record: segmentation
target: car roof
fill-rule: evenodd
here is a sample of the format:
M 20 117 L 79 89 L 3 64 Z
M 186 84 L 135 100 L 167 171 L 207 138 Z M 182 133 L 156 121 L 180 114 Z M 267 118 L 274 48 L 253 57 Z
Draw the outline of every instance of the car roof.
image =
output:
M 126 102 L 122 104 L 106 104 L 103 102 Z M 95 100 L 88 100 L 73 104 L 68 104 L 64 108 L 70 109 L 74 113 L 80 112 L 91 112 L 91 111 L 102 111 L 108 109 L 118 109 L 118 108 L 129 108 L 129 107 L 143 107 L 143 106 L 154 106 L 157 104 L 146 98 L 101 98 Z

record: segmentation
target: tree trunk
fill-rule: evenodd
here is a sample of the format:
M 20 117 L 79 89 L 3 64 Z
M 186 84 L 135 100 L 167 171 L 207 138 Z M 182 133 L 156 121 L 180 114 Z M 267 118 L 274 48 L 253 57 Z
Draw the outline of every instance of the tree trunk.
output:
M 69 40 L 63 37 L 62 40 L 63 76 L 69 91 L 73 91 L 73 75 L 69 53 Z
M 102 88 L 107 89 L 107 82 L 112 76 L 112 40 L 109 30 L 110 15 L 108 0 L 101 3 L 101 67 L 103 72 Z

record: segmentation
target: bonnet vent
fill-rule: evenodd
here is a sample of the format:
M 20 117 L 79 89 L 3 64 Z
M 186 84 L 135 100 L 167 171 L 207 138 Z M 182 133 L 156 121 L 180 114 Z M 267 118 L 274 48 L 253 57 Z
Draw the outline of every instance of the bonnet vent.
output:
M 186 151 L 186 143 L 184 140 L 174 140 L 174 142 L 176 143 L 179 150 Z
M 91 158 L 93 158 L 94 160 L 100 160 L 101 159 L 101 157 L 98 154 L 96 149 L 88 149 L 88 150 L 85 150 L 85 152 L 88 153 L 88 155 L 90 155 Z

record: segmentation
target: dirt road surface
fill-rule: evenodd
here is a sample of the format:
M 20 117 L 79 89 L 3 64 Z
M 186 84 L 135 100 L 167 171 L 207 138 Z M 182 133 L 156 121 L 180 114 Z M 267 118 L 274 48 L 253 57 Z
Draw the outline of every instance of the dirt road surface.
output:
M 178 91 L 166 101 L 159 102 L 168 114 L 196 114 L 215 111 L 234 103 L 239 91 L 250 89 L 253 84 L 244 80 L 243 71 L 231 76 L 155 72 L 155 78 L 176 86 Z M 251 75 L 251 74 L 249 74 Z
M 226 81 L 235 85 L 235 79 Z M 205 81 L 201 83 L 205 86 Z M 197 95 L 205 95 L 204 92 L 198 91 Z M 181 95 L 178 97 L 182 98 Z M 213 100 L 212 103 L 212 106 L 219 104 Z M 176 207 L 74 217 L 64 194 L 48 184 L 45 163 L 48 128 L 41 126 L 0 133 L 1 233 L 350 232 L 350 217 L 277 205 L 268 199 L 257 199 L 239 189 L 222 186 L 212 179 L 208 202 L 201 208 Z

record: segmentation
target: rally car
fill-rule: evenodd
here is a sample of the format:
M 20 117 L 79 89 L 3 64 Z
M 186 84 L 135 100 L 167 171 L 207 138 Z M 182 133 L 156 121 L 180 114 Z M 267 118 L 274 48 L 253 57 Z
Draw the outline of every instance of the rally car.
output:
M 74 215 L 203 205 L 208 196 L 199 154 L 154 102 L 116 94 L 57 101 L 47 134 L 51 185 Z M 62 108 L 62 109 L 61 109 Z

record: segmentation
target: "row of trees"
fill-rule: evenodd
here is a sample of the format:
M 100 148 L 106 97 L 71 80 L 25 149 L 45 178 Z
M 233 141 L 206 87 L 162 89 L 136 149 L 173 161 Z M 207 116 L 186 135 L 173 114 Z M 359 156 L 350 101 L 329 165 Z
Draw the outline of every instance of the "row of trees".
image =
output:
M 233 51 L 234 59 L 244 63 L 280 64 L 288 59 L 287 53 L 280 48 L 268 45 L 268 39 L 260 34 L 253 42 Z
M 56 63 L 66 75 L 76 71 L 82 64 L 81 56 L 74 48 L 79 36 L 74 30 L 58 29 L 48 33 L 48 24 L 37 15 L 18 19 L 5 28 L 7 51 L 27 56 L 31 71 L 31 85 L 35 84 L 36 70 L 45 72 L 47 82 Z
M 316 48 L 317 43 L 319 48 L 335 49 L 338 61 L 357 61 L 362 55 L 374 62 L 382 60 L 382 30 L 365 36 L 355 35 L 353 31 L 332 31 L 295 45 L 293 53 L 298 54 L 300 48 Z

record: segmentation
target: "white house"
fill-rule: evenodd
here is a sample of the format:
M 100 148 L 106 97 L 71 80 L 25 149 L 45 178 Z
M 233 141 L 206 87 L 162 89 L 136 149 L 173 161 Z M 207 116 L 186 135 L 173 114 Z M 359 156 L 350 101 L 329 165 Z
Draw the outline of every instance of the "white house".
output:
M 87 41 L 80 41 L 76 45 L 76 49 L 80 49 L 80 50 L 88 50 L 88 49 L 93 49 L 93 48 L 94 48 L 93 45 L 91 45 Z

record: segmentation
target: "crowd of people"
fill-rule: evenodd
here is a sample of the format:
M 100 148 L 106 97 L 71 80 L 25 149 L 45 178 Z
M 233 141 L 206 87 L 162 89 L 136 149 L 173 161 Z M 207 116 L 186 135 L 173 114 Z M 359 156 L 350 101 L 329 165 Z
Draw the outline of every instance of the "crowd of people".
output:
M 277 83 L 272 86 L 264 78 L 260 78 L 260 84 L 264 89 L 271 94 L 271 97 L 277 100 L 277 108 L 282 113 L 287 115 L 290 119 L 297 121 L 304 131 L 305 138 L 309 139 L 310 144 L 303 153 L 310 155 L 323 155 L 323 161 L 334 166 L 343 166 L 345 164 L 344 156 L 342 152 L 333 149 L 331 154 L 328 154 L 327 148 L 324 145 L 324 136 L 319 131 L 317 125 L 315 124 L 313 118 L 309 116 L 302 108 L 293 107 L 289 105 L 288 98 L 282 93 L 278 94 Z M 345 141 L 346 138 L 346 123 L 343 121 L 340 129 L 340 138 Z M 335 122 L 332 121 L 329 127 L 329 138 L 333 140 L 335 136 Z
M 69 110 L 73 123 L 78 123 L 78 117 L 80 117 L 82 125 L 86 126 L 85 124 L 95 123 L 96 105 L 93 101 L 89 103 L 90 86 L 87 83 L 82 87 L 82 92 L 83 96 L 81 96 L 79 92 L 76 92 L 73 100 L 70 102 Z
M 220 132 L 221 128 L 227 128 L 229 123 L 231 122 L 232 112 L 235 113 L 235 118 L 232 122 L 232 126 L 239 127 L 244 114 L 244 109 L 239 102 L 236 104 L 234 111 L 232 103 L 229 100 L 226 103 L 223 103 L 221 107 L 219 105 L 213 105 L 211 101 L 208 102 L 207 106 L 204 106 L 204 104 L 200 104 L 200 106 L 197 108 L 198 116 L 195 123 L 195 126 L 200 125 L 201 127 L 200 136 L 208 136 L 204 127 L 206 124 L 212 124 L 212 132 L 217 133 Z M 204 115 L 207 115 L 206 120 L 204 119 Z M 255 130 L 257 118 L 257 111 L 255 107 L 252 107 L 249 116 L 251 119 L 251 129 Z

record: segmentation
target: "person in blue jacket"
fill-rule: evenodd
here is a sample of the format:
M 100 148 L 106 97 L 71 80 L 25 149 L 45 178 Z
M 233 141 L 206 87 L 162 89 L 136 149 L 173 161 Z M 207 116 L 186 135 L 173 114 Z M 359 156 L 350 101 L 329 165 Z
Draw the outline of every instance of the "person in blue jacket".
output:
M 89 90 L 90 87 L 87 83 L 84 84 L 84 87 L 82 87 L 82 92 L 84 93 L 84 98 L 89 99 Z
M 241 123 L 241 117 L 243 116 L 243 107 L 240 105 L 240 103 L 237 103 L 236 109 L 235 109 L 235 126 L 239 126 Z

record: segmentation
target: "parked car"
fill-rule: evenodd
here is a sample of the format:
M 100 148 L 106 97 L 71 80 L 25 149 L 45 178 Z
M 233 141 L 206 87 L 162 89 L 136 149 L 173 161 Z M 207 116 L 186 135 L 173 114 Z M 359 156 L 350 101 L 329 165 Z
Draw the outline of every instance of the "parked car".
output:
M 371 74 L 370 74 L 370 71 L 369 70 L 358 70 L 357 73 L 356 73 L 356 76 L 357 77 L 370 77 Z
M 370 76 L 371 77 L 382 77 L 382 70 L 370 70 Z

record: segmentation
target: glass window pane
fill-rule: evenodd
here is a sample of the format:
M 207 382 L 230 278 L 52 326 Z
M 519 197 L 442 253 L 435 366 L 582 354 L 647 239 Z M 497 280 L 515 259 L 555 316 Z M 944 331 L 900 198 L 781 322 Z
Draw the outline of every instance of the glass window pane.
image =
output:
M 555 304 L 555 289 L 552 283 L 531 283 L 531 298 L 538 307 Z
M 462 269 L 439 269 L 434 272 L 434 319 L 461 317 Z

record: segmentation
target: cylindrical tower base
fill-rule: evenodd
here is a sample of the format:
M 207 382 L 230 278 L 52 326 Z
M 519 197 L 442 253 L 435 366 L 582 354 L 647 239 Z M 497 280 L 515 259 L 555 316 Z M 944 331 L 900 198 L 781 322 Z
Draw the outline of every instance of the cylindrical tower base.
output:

_ _ _ _ _ _ _

Problem requirements | Each line above with the word "person" must be returned.

Result |
target: "person in blue jacket"
Draw the outline of every instance of the "person in blue jacket".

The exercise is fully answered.